*DIRECTIONS*
Whenever a line in this data holds the word "queried", report that line in full.

━━ THE INPUT

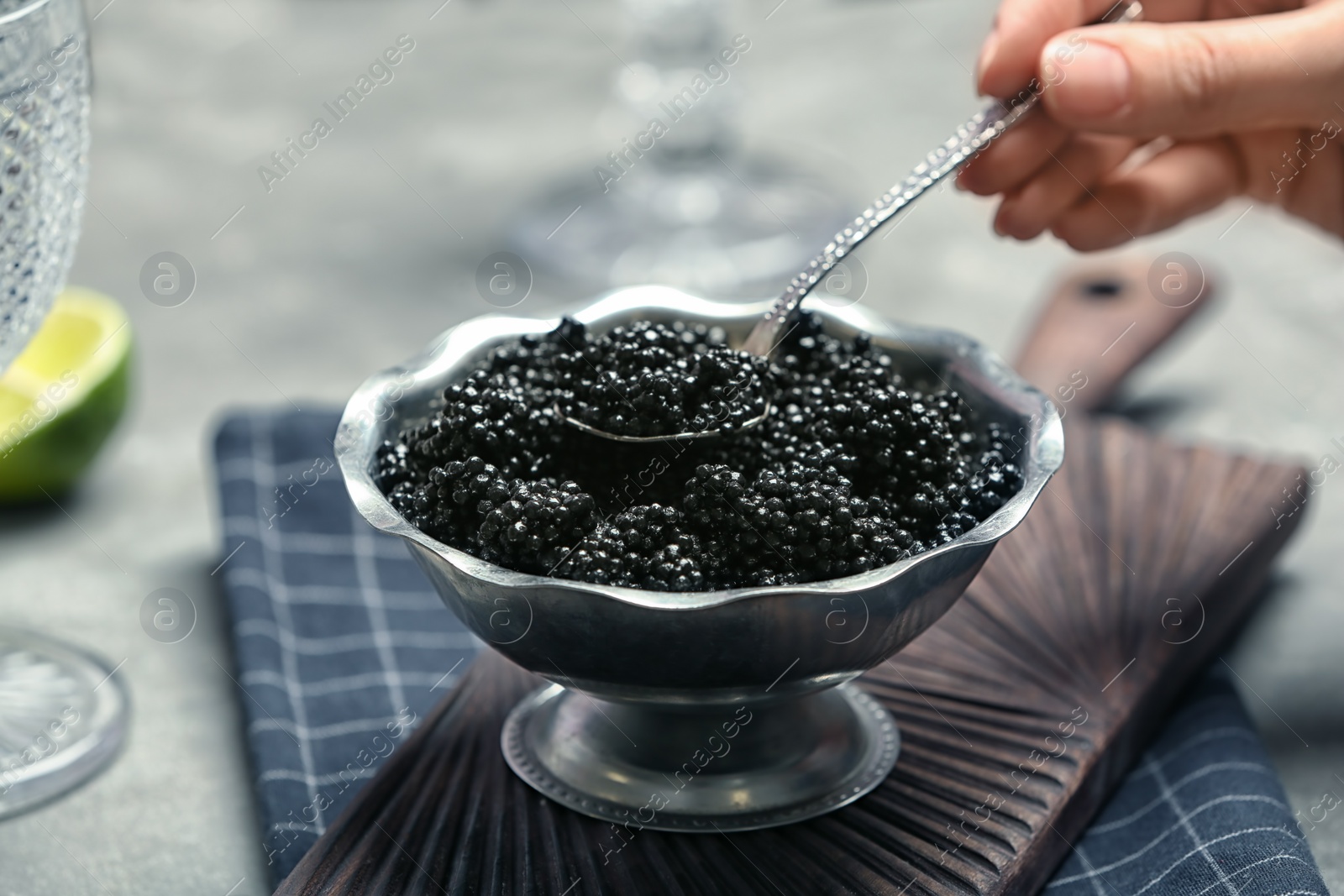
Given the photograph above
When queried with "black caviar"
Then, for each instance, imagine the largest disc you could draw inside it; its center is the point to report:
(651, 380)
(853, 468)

━━━━
━━ THE INPUT

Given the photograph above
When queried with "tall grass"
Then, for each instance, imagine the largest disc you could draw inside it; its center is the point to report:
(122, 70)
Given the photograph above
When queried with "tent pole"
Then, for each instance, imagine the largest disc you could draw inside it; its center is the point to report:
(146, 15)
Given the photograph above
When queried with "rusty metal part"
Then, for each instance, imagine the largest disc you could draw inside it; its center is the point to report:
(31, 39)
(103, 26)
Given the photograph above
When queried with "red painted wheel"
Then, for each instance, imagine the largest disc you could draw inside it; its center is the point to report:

━━━━

*OUTPUT BELOW*
When queried with "black caviar"
When queried with "tall grass"
When queried with "tent pole"
When queried with "rusty metal part"
When queried with "red painted wheel"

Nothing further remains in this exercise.